Write each line exactly, from the line that holds "Expected: one point per instance of the man's arm, each" through the final line of the material, and no other line.
===
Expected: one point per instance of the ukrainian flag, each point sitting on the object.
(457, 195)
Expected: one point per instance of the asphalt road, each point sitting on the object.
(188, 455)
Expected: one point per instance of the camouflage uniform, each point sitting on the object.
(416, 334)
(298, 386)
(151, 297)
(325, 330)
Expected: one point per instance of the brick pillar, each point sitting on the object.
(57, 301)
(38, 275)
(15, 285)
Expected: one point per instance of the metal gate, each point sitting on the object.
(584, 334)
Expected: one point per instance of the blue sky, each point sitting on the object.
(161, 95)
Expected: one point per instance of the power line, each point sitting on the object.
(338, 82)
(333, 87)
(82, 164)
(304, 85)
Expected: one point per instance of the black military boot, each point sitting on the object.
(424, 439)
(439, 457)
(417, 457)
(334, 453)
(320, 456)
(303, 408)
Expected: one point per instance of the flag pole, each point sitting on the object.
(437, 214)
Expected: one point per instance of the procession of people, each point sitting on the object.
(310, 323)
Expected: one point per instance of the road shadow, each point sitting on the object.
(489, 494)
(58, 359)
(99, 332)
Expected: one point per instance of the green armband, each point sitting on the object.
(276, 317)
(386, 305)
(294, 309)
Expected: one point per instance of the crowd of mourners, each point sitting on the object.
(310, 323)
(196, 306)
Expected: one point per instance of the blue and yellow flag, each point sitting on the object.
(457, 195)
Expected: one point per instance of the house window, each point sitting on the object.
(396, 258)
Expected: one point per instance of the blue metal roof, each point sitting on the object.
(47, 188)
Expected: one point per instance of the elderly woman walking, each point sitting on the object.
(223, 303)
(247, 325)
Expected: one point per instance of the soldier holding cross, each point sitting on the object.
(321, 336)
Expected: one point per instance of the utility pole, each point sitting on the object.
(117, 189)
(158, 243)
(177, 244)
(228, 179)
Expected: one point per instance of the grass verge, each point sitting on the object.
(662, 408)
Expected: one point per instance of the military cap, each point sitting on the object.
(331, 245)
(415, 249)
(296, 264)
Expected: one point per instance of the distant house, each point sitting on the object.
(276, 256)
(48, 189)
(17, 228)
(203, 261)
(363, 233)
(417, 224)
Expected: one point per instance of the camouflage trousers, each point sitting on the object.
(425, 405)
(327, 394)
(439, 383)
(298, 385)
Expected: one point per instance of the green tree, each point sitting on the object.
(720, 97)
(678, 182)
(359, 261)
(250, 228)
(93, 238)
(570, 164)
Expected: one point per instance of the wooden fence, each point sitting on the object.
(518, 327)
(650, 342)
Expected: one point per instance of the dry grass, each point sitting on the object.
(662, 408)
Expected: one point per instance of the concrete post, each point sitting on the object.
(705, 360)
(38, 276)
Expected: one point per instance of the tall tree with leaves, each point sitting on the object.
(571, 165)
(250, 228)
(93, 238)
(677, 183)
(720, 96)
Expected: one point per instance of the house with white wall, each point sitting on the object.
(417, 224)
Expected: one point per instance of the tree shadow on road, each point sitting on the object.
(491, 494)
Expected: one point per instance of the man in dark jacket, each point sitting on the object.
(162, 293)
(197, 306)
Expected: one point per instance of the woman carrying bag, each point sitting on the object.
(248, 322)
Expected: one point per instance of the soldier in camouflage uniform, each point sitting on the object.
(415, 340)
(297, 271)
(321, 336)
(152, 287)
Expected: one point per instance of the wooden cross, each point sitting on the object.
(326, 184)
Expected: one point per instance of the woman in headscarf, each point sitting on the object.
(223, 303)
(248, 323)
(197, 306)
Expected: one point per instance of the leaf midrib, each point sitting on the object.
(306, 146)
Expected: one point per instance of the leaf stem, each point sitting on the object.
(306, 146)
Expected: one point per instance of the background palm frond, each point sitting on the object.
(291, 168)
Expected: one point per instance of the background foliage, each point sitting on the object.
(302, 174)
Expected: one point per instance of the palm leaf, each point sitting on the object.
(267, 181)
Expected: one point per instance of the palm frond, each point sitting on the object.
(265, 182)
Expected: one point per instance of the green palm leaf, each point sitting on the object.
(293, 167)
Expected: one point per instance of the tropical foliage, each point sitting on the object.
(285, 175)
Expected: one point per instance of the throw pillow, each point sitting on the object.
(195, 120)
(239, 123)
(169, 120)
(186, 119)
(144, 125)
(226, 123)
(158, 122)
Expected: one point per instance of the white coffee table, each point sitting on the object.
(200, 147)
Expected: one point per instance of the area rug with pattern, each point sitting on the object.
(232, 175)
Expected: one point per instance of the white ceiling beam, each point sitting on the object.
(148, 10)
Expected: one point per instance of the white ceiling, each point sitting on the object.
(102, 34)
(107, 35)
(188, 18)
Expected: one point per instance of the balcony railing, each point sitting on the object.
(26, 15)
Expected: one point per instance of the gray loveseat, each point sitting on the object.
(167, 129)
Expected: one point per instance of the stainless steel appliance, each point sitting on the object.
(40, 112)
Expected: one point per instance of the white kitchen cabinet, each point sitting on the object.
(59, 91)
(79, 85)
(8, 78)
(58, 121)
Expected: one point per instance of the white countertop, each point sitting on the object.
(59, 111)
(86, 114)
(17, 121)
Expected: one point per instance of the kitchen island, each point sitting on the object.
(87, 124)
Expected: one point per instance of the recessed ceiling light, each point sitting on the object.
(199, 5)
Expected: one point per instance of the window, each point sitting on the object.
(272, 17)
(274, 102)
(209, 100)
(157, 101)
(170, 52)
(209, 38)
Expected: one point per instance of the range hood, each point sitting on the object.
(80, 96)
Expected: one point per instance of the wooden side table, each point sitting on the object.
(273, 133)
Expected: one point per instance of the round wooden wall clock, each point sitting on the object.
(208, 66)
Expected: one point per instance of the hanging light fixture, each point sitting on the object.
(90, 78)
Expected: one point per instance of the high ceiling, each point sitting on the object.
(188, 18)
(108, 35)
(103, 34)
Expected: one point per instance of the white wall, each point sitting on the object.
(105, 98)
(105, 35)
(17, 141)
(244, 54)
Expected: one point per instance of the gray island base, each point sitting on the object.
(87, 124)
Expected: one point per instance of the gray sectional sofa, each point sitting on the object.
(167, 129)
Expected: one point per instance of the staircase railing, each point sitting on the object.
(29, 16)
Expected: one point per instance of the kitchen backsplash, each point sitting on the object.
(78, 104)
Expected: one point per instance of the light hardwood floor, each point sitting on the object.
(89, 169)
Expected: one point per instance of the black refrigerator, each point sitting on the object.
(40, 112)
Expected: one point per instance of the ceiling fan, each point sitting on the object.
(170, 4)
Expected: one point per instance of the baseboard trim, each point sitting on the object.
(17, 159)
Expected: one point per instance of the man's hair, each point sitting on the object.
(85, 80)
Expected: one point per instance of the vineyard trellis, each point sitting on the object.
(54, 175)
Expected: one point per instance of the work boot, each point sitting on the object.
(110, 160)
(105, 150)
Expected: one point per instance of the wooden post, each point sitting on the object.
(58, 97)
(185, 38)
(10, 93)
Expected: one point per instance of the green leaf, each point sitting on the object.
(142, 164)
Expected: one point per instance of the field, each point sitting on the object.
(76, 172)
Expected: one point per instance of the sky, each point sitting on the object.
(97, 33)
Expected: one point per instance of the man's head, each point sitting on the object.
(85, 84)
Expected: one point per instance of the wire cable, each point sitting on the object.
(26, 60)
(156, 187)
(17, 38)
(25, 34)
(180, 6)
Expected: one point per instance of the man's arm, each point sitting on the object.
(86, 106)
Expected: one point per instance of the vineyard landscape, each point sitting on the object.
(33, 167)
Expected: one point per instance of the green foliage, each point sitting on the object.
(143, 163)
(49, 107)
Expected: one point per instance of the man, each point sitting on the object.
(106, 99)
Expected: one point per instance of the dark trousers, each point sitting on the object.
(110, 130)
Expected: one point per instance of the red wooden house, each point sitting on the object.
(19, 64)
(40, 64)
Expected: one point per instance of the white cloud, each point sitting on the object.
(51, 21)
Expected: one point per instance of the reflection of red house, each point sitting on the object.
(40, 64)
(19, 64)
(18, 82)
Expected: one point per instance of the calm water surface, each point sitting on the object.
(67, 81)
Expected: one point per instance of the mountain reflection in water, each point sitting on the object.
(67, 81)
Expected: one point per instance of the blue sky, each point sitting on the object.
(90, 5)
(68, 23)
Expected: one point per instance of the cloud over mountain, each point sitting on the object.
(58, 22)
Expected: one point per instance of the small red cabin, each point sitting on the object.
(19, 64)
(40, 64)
===
— WRITTEN SOLUTION —
Expected: one point per instance of the man's arm, each point sitting on the object.
(86, 106)
Expected: one point per instance of the vineyard landscape, each point sitting on the object.
(33, 167)
Expected: one point per instance of the green foliage, each point sitting on the object.
(143, 163)
(49, 107)
Expected: one point per instance of the man, each point sitting on the object.
(106, 99)
Expected: one point per instance of the dark trousers, each point sitting on the object.
(110, 130)
Expected: one point per instance of the red wooden house, each point sitting on the object.
(19, 64)
(40, 64)
Expected: one point per instance of the white cloud, each point sitting on the object.
(51, 21)
Expected: one point per instance of the reflection of red house, each point sitting on the object.
(40, 64)
(19, 64)
(18, 82)
Expected: one point per instance of the calm water surface, each point sitting on the object.
(67, 81)
Expected: one point per instance of the mountain reflection in water, each point sitting on the object.
(67, 81)
Expected: one point per instance of the blue sky, each point sitting on the object.
(90, 5)
(68, 23)
Expected: one point per instance of the cloud over mountain, each point sitting on the object.
(58, 22)
Expected: one point per instance of the small red cabin, each point sitting on the object.
(19, 64)
(40, 64)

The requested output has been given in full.